▶ _Exercise brief_
What is needed is an exact copy of every entry below, with the pictures left out.
>>>>
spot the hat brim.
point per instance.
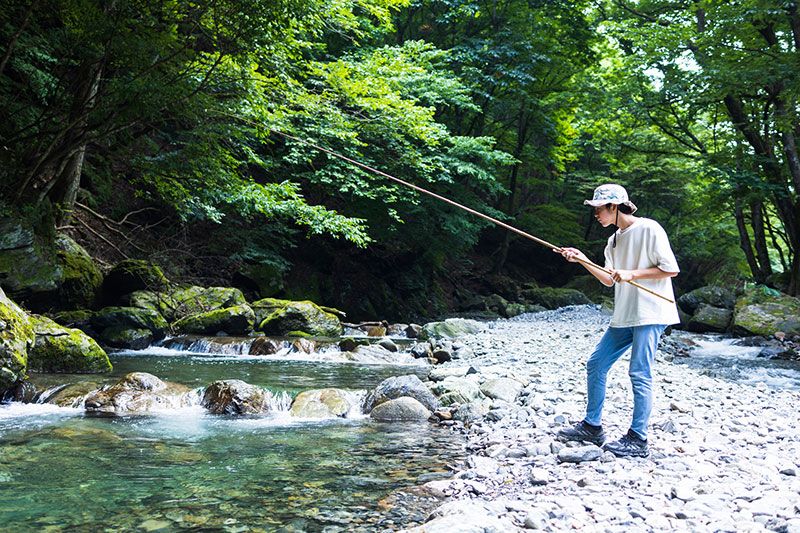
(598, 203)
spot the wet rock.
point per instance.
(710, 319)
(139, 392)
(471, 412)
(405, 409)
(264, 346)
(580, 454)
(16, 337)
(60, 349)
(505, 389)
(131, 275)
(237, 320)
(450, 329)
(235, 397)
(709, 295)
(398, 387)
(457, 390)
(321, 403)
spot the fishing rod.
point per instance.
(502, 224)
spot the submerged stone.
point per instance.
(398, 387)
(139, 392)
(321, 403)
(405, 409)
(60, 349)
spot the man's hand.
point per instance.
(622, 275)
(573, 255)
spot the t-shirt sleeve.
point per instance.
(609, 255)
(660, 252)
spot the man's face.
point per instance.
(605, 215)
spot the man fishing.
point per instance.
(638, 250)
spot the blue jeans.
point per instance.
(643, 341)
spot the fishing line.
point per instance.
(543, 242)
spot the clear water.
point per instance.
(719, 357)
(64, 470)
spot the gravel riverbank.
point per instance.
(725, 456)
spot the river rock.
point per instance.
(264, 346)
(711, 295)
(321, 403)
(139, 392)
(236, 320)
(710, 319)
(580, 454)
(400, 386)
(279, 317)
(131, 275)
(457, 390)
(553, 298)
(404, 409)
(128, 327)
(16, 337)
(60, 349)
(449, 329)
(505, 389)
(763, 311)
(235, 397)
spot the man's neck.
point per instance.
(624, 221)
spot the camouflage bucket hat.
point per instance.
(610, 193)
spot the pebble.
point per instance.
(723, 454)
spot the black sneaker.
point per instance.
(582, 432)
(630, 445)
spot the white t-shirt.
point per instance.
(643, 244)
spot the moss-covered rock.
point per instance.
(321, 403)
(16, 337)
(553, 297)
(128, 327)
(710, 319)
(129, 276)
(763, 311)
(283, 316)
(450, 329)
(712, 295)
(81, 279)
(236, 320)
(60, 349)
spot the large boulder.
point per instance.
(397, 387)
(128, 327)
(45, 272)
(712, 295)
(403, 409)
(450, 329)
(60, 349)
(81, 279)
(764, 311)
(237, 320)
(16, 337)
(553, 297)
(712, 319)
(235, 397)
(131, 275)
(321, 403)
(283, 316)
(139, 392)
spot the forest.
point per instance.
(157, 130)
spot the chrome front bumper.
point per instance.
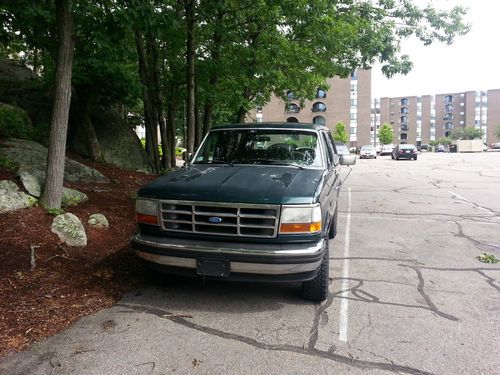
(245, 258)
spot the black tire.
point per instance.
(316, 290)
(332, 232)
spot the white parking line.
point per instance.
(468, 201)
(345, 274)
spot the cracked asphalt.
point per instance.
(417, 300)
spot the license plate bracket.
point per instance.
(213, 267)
<<<<
▶ _Answer to this exercise_
spot the hat brim.
point per instance.
(598, 203)
spot the wet rock.
point per instance.
(710, 319)
(139, 392)
(471, 412)
(405, 409)
(264, 346)
(580, 454)
(16, 337)
(60, 349)
(505, 389)
(131, 275)
(237, 320)
(450, 329)
(235, 397)
(709, 295)
(398, 387)
(457, 390)
(321, 403)
spot the fishing rod.
point per instance.
(502, 224)
spot the submerged stone.
point per instance.
(398, 387)
(139, 392)
(321, 403)
(405, 409)
(60, 349)
spot the man's hand.
point per instance.
(622, 275)
(573, 255)
spot the t-shirt sleeve.
point per instance.
(609, 255)
(660, 252)
spot the man's face.
point per instance.
(605, 215)
spot the man fishing.
point per instance.
(638, 250)
spot the blue jeans.
point per instance.
(643, 341)
spot the fishing line.
point per instance.
(543, 242)
spot the clear water.
point per instance.
(719, 357)
(64, 470)
spot the gravel riverbank.
point per instance.
(725, 456)
spot the river rock.
point per instance.
(264, 346)
(711, 295)
(321, 403)
(139, 392)
(236, 320)
(710, 319)
(580, 454)
(400, 386)
(279, 317)
(131, 275)
(457, 390)
(553, 298)
(404, 409)
(128, 327)
(16, 337)
(60, 349)
(449, 329)
(505, 389)
(763, 311)
(235, 397)
spot the man's neck.
point per instance.
(624, 221)
spot the camouflage bucket hat.
point per instance.
(610, 193)
spot the pebble.
point per instance.
(723, 454)
spot the black sneaker.
point per instance.
(582, 432)
(630, 445)
spot the white t-shirt.
point per instance.
(643, 244)
spot the moss-covered rock.
point per instance.
(321, 403)
(16, 337)
(553, 297)
(128, 327)
(710, 319)
(129, 276)
(763, 311)
(283, 316)
(450, 329)
(712, 295)
(81, 279)
(236, 320)
(60, 349)
spot the large boulder.
point per instance.
(397, 387)
(128, 327)
(45, 272)
(712, 295)
(403, 409)
(450, 329)
(60, 349)
(81, 279)
(764, 311)
(237, 320)
(16, 337)
(553, 297)
(712, 319)
(235, 397)
(131, 275)
(321, 403)
(283, 316)
(139, 392)
spot the forest.
point per instance.
(157, 130)
spot the chrome front bumper.
point per instance.
(245, 258)
spot the black tire.
point per instance.
(316, 290)
(332, 232)
spot the white parking line.
point per instance.
(468, 201)
(345, 274)
spot the cracked asphalt.
point per instance.
(417, 300)
spot the license plate bracket.
point per instance.
(213, 267)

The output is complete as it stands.